Your answer should be a single number: the count of lines in the entries below that contain "trophy".

+--

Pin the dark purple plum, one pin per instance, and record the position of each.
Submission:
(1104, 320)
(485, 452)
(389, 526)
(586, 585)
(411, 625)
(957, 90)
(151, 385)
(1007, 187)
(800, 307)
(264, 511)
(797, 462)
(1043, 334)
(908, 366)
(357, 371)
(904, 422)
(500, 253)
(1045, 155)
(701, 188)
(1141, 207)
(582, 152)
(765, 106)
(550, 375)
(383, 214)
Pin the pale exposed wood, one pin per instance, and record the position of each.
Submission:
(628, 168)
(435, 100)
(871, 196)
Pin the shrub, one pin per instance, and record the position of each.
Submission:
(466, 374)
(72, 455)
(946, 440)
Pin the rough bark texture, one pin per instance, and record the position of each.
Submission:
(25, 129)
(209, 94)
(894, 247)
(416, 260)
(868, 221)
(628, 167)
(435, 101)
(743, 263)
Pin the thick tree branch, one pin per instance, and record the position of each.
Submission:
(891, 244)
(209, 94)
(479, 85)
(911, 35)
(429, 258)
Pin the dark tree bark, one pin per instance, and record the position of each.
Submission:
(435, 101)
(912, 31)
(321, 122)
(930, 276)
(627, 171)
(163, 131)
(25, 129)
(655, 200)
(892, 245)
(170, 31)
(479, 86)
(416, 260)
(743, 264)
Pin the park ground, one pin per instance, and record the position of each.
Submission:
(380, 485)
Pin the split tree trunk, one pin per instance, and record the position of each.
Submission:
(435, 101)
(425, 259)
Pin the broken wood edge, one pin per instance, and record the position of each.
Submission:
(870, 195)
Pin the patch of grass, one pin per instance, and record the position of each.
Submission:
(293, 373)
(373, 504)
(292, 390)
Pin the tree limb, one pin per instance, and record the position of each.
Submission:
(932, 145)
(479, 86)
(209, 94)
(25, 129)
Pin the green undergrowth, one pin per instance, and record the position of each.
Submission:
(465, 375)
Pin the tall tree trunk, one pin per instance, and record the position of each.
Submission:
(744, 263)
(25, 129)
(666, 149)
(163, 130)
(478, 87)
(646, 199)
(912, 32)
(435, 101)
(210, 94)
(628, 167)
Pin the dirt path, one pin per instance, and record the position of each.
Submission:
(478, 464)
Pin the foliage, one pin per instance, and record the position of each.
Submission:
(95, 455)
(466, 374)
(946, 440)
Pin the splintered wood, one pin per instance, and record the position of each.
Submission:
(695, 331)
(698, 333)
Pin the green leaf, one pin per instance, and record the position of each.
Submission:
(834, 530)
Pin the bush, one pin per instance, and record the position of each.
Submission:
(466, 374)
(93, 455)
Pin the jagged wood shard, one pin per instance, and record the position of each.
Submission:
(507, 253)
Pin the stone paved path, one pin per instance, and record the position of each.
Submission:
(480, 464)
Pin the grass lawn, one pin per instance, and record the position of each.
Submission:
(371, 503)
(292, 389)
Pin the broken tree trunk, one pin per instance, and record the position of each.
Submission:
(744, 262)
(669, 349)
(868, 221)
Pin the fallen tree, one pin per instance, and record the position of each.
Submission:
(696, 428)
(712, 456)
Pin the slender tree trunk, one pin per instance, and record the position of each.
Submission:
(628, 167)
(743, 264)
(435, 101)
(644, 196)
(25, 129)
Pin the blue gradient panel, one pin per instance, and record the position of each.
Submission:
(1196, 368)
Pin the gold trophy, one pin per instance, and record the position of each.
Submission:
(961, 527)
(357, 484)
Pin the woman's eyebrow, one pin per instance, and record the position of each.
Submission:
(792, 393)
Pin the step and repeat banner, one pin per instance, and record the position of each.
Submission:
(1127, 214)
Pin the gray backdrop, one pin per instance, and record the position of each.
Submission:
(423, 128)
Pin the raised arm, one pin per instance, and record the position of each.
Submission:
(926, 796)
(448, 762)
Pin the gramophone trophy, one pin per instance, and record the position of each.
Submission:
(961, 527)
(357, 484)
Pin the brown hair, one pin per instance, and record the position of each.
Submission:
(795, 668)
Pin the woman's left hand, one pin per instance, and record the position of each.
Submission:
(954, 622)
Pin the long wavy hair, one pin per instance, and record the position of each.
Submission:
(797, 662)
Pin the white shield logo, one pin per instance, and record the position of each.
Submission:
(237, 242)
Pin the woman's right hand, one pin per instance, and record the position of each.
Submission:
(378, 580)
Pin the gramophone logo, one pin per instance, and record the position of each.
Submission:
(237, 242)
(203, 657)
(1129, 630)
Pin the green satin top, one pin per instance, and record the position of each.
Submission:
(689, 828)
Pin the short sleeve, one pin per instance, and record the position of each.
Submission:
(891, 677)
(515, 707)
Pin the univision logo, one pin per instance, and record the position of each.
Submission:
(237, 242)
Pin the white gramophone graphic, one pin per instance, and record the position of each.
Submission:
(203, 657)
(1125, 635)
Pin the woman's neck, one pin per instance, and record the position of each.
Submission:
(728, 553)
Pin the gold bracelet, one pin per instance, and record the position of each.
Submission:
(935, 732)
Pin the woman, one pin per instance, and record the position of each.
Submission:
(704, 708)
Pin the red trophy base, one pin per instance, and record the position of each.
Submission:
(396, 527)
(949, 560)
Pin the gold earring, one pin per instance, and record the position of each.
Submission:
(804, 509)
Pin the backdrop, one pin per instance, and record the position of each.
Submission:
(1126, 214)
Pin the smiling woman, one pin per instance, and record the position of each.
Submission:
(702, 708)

+--

## [Answer space]
3